*Records provided:*
══════

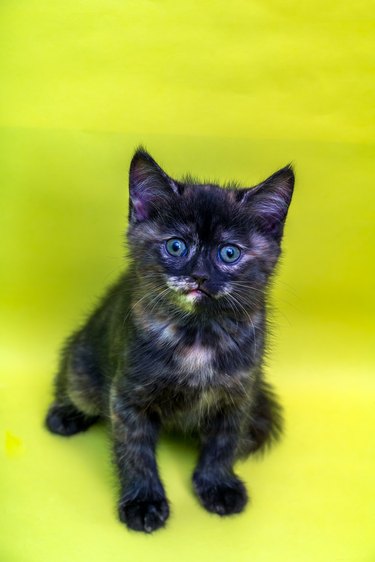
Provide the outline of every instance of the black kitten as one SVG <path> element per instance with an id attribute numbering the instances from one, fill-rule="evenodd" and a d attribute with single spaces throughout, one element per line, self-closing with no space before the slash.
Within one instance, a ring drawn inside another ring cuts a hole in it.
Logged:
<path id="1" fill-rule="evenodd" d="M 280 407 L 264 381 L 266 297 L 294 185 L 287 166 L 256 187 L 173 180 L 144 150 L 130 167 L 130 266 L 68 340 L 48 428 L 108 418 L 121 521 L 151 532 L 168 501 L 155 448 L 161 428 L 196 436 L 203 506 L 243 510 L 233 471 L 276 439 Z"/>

══════

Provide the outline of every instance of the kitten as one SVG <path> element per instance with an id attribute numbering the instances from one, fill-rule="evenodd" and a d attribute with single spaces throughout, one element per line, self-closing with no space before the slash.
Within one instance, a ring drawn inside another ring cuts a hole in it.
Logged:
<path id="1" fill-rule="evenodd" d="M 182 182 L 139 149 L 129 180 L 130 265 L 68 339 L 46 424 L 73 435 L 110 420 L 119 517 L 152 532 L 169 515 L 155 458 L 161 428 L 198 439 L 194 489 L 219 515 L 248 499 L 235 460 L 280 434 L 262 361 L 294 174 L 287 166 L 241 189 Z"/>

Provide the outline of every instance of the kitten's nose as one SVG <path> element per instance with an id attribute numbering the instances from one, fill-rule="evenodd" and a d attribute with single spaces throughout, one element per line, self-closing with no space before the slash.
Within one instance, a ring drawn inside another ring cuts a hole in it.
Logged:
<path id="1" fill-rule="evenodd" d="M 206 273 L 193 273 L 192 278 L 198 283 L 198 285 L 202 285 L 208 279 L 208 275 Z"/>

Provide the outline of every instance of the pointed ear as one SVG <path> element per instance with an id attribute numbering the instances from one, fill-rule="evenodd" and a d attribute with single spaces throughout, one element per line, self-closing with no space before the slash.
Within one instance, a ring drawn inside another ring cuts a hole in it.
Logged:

══════

Which lines above hold the string "spaces"? Copy every one of them.

Provide the outline of every instance of the black kitten as one SVG <path> element per instance with an id attribute numbering the instances from one, fill-rule="evenodd" and a d attribute with single spaces throughout, one element per line, self-closing with no space before the slash.
Provide the outline of every instance of the kitten as one SVG <path> element per instance with an id attribute numbering the instances from one, fill-rule="evenodd" and a d attribute with single spaces throughout, one element per line, self-closing with no space before the slash.
Provide the outline of every instance of the kitten's nose as one SVG <path> element per instance with an id attribute numbering the instances from one, fill-rule="evenodd" and a d attribute with single spaces throughout, one element per line, self-closing with no space before the slash.
Provide the outline of every instance of the pointed ear as one SVG <path> element per instance with an id attribute numbering the instances from one, fill-rule="evenodd" and a d attribute with single spaces throughout, one element per line, self-closing with no space before the slash.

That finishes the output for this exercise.